Article »
Converting Docs via XMLRPC
==========================

.. testsetup::

    >>> import os
    >>> import shutil
    >>> import tempfile
    >>> from pprint import pprint
    >>> from webob import Request
    >>> from ulif.openoffice.testing import ls, cat
    >>> from ulif.openoffice.wsgi import RESTfulDocConverter
    >>> _root = tempfile.mkdtemp()
    >>> _cachedir = os.path.join(_root, 'cache')
    >>> _home = os.path.join(_root, 'home')
    >>> workdir = _home
    >>> _old_root = os.getcwd()
    >>> os.mkdir(_home)
    >>> os.chdir(_root)
    >>> app = RESTfulDocConverter(cache_dir=_cachedir)
    >>> class Browser(object):
    ...   app = app
    ...   def GET(self, url):
    ...     req = Request.blank(url)
    ...     return app(req)
    ...   def POST(self, url, **kw):
    ...     req = Request.blank(url, POST=kw)
    ...     return app(req)
    >>> browser = Browser()

    >>> from ulif.openoffice.xmlrpc import WSGIXMLRPCApplication
    >>> from ulif.openoffice import testing as xmlrpclib
    >>> app = WSGIXMLRPCApplication(cache_dir=_cachedir)
    >>> xmlrpclib.xmlrpcapp = app
    >>> from ulif.openoffice.testing import FakeServerProxy as ServerProxy

One of the included WSGI apps provides access to `unoconv`_ and
filters in this package via XMLRPC_. More specificially we provide a
WSGI_ app that can be served by HTTP servers and will then talk to
XMLRPC_ clients, optionally caching result docs.


Setting Up the XMLRPC_ App With Paste
-------------------------------------

To run the included XMLRPC_ doc converter WSGI_ app we can use
`Paste`_. The required `paster` script can be installed locally with::

  (py27) pip install PasteScript

Then we need a `PasteDeploy`_ compatible config file like the following
``xmlrpc.ini``::

  # xmlrpc.ini
  # A sample config to run WSGI XMLRPC app with paster
  [app:main]
  use = egg:ulif.openoffice#xmlrpcapp
  cache_dir = /tmp/mycache

  [server:main]
  use = egg:Paste#http
  host = localhost
  port = 8008

In the ``[app:main]`` section we tell to serve the `ulif.openoffice`
WSGI app `xmlrpcapp`. We additionally set a directory where we
allow cached documents to be stored. This entry (``cache_dir``) is
optional. Just leave it out if you do not want caching of result docs.

The ``[server:main]`` section simply tells to start an HTTP server on
localhost port 8008. ``host`` can be set to any local hostname or an
IP number. Set it to ``0.0.0.0`` to be accessible on all IPs assigned
to the current machine (but read the security infos below, first!).

Material supplied »

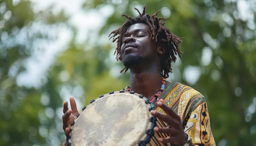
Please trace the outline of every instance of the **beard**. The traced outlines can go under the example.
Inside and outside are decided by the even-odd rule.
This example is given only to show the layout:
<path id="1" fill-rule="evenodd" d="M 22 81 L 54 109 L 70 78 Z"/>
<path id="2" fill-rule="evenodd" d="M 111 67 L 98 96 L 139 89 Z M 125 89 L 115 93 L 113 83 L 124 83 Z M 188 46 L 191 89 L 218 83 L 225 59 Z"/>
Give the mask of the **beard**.
<path id="1" fill-rule="evenodd" d="M 138 65 L 142 59 L 142 57 L 139 54 L 127 55 L 122 58 L 122 62 L 125 67 L 129 68 Z"/>

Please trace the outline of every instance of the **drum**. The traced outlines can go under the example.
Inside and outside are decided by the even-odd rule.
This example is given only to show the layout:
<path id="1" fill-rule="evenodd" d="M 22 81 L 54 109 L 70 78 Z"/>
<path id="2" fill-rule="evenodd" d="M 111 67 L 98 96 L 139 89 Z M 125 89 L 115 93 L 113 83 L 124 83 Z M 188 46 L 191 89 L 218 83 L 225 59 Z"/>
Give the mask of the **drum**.
<path id="1" fill-rule="evenodd" d="M 157 139 L 166 135 L 154 133 L 164 127 L 153 116 L 154 106 L 133 91 L 101 95 L 83 108 L 72 124 L 69 144 L 79 146 L 168 146 Z"/>

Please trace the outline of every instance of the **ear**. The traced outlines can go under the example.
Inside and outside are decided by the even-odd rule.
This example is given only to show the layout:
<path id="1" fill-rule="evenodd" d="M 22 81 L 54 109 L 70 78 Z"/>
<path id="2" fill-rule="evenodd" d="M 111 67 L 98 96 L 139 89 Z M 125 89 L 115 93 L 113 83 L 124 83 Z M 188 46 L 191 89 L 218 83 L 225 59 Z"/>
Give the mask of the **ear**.
<path id="1" fill-rule="evenodd" d="M 162 55 L 166 52 L 166 46 L 162 44 L 159 44 L 157 46 L 157 52 L 160 55 Z"/>

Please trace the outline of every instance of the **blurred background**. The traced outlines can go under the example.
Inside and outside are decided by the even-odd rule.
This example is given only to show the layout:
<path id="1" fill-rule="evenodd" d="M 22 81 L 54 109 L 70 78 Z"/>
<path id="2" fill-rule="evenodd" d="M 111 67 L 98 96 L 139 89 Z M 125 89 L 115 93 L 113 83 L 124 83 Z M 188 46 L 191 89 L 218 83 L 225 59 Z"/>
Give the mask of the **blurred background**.
<path id="1" fill-rule="evenodd" d="M 168 80 L 205 96 L 217 145 L 256 146 L 256 1 L 143 1 L 0 0 L 0 145 L 59 146 L 64 101 L 128 85 L 108 35 L 146 4 L 184 38 Z"/>

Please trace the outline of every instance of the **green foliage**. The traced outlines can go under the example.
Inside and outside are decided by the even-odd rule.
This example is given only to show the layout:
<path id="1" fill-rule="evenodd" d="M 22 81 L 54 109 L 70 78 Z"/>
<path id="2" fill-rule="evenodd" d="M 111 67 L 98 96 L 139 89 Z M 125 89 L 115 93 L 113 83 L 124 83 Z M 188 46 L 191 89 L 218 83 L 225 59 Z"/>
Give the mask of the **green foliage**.
<path id="1" fill-rule="evenodd" d="M 0 145 L 60 145 L 65 140 L 63 100 L 74 96 L 81 105 L 87 105 L 101 94 L 128 85 L 128 73 L 113 75 L 123 68 L 121 62 L 113 61 L 115 43 L 92 43 L 93 38 L 90 38 L 83 44 L 76 42 L 80 30 L 70 23 L 71 16 L 65 9 L 58 13 L 51 8 L 35 13 L 30 1 L 15 4 L 13 1 L 0 1 Z M 184 38 L 182 63 L 173 66 L 182 77 L 168 80 L 188 84 L 205 96 L 217 145 L 253 146 L 256 144 L 256 11 L 253 9 L 256 4 L 248 2 L 252 6 L 247 12 L 254 19 L 250 19 L 239 14 L 238 2 L 91 0 L 81 7 L 85 12 L 100 11 L 107 5 L 115 9 L 99 34 L 93 35 L 99 38 L 126 20 L 122 14 L 139 15 L 134 7 L 141 11 L 146 4 L 146 13 L 150 14 L 162 10 L 159 16 L 166 17 L 165 26 Z M 45 28 L 61 24 L 71 31 L 73 38 L 67 48 L 54 56 L 56 60 L 45 71 L 43 75 L 47 77 L 42 78 L 41 85 L 22 86 L 17 79 L 28 69 L 29 58 L 36 51 L 46 50 L 37 41 L 47 44 L 55 39 L 45 28 L 33 30 L 32 26 L 38 22 Z M 90 36 L 90 33 L 84 35 Z M 199 70 L 194 83 L 184 77 L 191 66 Z"/>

Objectives »
1. Extract the passage of the XMLRPC guide from "One of the included" up to and including "caching result docs.".
2. Summarize the XMLRPC guide in two sentences.
The material included here plays no part in the work asked for.

Task-by-task results »
1.
One of the included WSGI apps provides access to `unoconv`_ and
filters in this package via XMLRPC_. More specificially we provide a
WSGI_ app that can be served by HTTP servers and will then talk to
XMLRPC_ clients, optionally caching result docs.

2. The package includes a WSGI app that provides access to unoconv and the package's filters via XMLRPC, talking to XMLRPC clients and optionally caching result documents. It can be run with Paste using a PasteDeploy-compatible config file, where the [app:main] section selects the xmlrpcapp and an optional cache directory and the [server:main] section starts an HTTP server on localhost port 8008.